Return the lines below exactly, starting with the line that contains "Guideline: for every instance of the tree" and stopping after the last line.

[Labeled-object pointing entries]
/---
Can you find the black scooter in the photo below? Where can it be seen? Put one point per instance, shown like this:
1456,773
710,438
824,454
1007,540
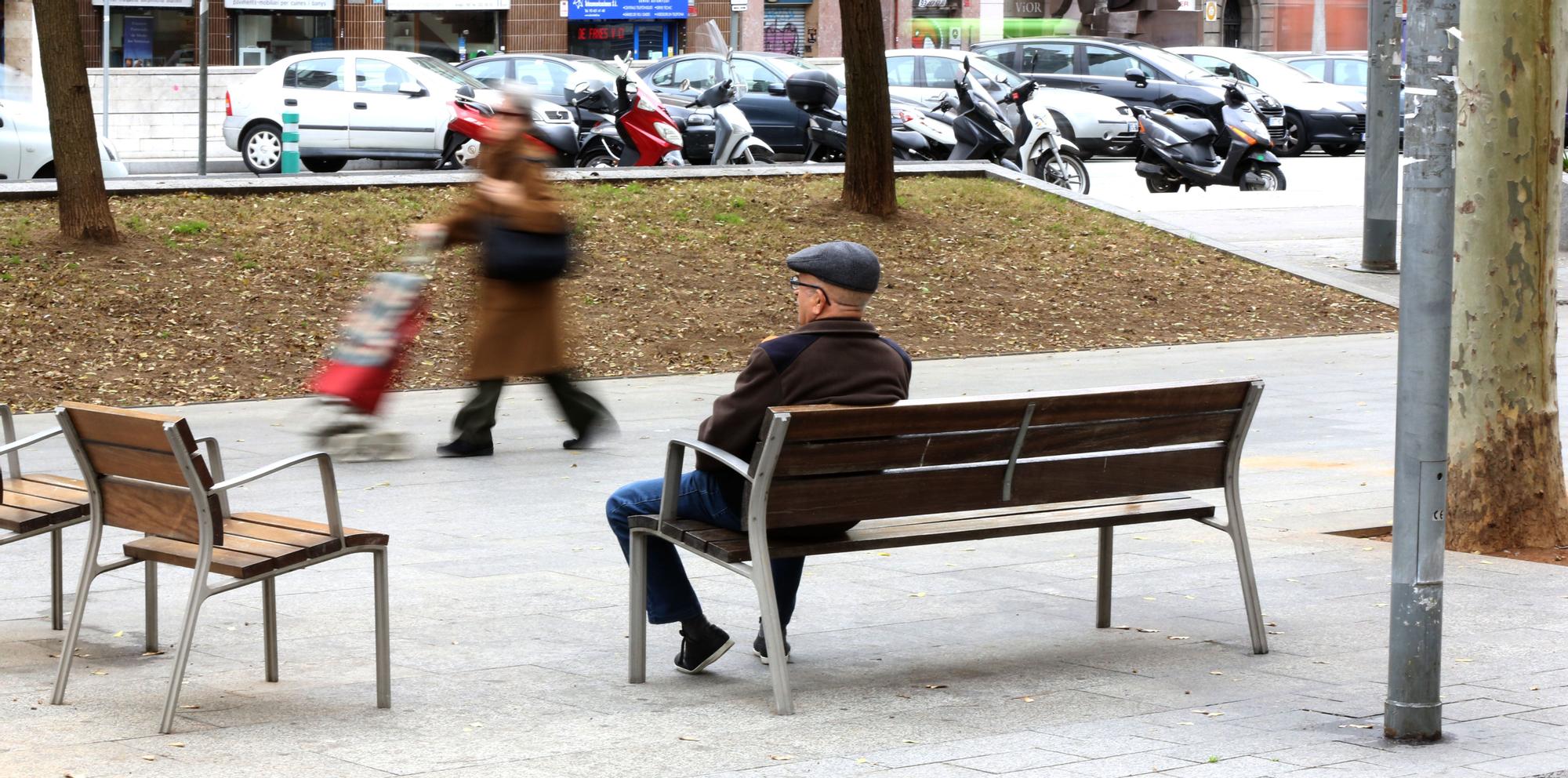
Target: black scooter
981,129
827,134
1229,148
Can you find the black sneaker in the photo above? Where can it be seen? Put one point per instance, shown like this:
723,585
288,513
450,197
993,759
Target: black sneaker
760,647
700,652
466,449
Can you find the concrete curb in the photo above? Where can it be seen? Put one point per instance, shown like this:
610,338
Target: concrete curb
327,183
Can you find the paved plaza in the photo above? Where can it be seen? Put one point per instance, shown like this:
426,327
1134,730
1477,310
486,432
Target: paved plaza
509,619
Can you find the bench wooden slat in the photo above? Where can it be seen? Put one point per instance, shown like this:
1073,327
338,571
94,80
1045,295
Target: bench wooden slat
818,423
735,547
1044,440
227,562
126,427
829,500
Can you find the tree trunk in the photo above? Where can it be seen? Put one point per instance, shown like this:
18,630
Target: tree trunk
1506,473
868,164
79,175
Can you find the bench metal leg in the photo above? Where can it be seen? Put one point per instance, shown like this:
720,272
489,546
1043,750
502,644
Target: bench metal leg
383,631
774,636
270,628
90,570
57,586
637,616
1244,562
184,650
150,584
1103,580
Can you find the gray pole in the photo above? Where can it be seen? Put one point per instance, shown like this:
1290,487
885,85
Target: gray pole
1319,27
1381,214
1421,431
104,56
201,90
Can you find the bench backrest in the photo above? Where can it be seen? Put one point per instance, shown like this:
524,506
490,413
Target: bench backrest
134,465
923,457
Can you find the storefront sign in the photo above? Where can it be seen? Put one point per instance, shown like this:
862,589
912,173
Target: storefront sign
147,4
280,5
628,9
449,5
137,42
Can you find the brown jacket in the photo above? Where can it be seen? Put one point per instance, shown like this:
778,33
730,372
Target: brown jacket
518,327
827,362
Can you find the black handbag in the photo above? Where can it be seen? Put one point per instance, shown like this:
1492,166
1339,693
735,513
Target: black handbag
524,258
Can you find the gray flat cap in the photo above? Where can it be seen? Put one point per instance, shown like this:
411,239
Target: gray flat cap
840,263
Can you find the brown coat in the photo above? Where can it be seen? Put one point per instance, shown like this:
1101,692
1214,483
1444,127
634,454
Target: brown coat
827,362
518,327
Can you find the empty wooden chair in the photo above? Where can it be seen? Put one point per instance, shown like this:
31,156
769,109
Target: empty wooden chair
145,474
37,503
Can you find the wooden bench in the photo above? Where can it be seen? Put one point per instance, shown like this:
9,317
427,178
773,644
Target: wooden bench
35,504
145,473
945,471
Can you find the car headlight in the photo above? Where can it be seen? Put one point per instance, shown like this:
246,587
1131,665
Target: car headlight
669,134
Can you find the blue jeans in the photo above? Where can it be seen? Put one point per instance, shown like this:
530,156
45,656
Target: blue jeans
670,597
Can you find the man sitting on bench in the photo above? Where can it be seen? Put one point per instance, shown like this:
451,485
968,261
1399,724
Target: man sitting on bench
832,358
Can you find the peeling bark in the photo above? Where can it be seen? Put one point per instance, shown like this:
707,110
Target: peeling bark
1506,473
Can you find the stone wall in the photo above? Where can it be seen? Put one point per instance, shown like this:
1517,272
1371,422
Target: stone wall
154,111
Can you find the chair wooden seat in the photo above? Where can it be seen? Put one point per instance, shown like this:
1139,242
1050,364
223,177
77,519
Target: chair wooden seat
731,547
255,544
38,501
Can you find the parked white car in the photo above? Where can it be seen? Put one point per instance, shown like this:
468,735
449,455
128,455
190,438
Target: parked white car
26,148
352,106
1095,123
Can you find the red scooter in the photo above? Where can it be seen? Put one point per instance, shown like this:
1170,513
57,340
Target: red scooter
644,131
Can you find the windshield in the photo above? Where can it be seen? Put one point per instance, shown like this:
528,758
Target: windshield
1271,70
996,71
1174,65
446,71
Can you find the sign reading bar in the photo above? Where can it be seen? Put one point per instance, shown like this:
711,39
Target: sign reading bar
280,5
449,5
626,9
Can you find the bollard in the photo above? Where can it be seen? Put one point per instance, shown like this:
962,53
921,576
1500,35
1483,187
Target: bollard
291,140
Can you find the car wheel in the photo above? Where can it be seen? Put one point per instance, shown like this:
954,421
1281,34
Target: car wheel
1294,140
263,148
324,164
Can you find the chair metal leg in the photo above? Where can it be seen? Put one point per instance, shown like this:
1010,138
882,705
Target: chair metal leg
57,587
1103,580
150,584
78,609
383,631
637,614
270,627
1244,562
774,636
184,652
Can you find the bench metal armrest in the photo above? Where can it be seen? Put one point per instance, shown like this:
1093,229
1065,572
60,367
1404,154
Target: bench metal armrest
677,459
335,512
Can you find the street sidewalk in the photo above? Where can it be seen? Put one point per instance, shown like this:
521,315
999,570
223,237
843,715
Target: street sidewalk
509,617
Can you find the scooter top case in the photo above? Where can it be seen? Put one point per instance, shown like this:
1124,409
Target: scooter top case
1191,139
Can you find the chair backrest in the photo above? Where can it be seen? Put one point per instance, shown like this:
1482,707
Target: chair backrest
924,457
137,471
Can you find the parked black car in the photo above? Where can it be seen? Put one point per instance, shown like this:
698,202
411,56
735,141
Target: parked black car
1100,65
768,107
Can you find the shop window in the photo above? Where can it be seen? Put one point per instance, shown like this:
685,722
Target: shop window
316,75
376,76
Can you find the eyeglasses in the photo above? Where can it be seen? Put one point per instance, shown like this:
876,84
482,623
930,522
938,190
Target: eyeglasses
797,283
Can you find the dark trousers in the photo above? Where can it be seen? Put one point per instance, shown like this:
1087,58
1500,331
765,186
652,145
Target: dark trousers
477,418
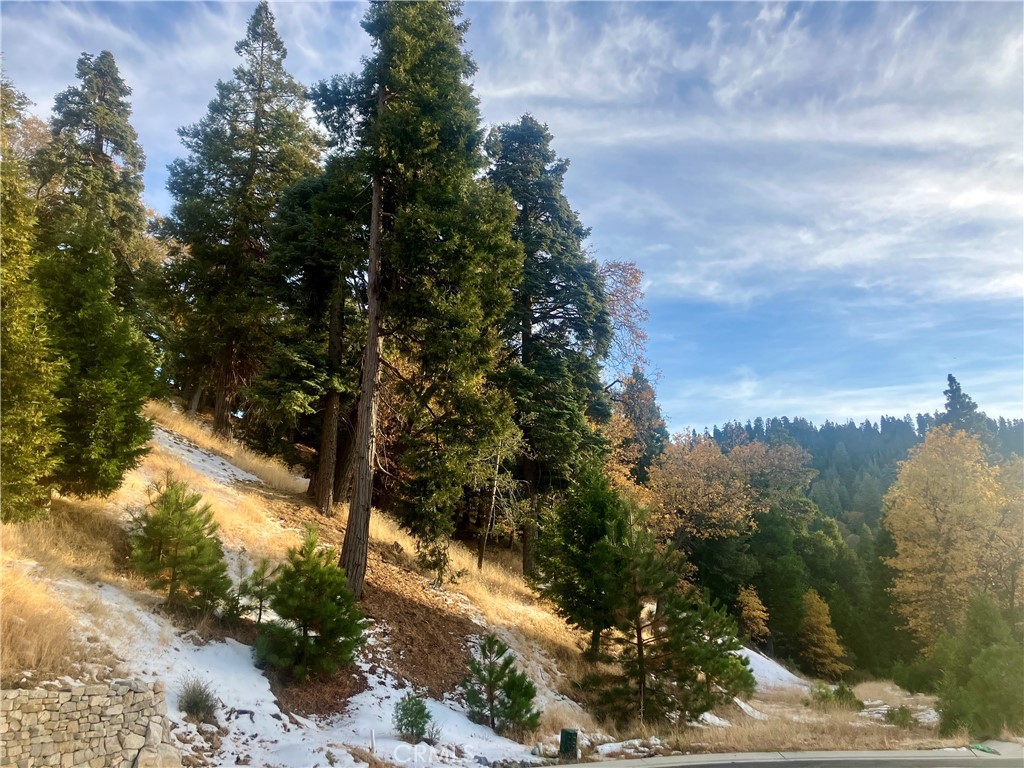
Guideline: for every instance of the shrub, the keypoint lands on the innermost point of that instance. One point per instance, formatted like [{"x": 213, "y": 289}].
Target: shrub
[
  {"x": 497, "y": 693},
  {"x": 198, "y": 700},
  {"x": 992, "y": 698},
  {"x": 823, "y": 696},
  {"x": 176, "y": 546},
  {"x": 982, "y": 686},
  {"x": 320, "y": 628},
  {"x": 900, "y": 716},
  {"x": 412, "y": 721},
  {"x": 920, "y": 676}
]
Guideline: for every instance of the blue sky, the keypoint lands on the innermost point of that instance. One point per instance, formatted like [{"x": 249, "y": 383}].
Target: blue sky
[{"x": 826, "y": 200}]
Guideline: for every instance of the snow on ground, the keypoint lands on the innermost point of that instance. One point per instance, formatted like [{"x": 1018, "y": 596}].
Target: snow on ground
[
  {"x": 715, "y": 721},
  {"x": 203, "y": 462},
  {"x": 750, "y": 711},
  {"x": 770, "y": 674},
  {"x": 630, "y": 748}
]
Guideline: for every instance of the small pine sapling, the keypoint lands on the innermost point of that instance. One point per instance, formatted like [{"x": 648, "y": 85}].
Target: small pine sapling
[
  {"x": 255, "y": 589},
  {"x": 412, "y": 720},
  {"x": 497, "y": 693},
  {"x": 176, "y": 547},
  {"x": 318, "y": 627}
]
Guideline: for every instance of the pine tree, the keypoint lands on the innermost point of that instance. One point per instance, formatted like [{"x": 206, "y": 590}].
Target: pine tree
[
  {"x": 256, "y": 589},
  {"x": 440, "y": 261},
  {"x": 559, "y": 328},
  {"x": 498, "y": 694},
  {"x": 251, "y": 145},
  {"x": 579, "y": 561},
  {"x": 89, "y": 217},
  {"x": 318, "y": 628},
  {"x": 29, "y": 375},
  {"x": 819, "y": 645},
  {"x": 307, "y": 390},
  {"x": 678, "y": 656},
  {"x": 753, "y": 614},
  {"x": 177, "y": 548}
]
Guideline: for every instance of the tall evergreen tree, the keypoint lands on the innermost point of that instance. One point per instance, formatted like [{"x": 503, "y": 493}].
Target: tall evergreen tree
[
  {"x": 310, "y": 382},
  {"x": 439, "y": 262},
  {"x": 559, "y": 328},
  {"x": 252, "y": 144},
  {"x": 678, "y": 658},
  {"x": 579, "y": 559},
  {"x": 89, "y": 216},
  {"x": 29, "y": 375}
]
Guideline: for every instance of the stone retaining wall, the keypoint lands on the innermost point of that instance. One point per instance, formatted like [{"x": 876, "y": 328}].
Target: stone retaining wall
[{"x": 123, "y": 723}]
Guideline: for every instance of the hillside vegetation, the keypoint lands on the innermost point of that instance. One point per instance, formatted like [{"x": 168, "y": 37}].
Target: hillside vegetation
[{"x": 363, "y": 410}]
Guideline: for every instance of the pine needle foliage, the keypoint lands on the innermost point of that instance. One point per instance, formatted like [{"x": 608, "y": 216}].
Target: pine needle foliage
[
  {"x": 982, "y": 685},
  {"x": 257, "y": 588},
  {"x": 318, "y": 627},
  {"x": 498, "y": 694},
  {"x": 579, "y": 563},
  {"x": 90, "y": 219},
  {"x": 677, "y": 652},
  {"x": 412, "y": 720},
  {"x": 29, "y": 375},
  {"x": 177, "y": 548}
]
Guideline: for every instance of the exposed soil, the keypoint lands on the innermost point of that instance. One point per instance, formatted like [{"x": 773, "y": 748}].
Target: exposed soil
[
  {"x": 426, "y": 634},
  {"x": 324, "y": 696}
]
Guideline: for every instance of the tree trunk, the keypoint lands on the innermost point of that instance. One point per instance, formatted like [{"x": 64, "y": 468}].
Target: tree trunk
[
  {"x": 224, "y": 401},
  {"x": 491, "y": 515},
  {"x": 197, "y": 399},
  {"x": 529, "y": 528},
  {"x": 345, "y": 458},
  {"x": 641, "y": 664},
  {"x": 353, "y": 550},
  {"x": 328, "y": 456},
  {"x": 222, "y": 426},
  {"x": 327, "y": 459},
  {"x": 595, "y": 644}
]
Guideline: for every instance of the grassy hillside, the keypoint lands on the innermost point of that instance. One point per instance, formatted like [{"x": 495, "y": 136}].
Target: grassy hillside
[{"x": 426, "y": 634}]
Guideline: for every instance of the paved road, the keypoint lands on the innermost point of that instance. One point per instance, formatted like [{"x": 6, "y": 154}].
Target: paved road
\---
• _TASK OUTPUT_
Guideline: for every instance of the tree trunk, the keypoint lands on the innermost point of that instance. One point per instance, formatted like [{"x": 64, "y": 468}].
Target: tree trunk
[
  {"x": 224, "y": 401},
  {"x": 491, "y": 515},
  {"x": 197, "y": 399},
  {"x": 529, "y": 528},
  {"x": 345, "y": 458},
  {"x": 641, "y": 664},
  {"x": 353, "y": 550},
  {"x": 328, "y": 456},
  {"x": 222, "y": 426},
  {"x": 327, "y": 459},
  {"x": 595, "y": 644}
]
Guideline: for every instance of the grassy hillside, the keypoint lands on the innermost point of that instance. One point per instance, formatted like [{"x": 495, "y": 136}].
Target: grassy hillside
[{"x": 426, "y": 634}]
Guideline: for every instance of the paved road, the keypoint lands on the innermost point of that instance. One point per instance, formatted like [{"x": 6, "y": 154}].
Target: paved road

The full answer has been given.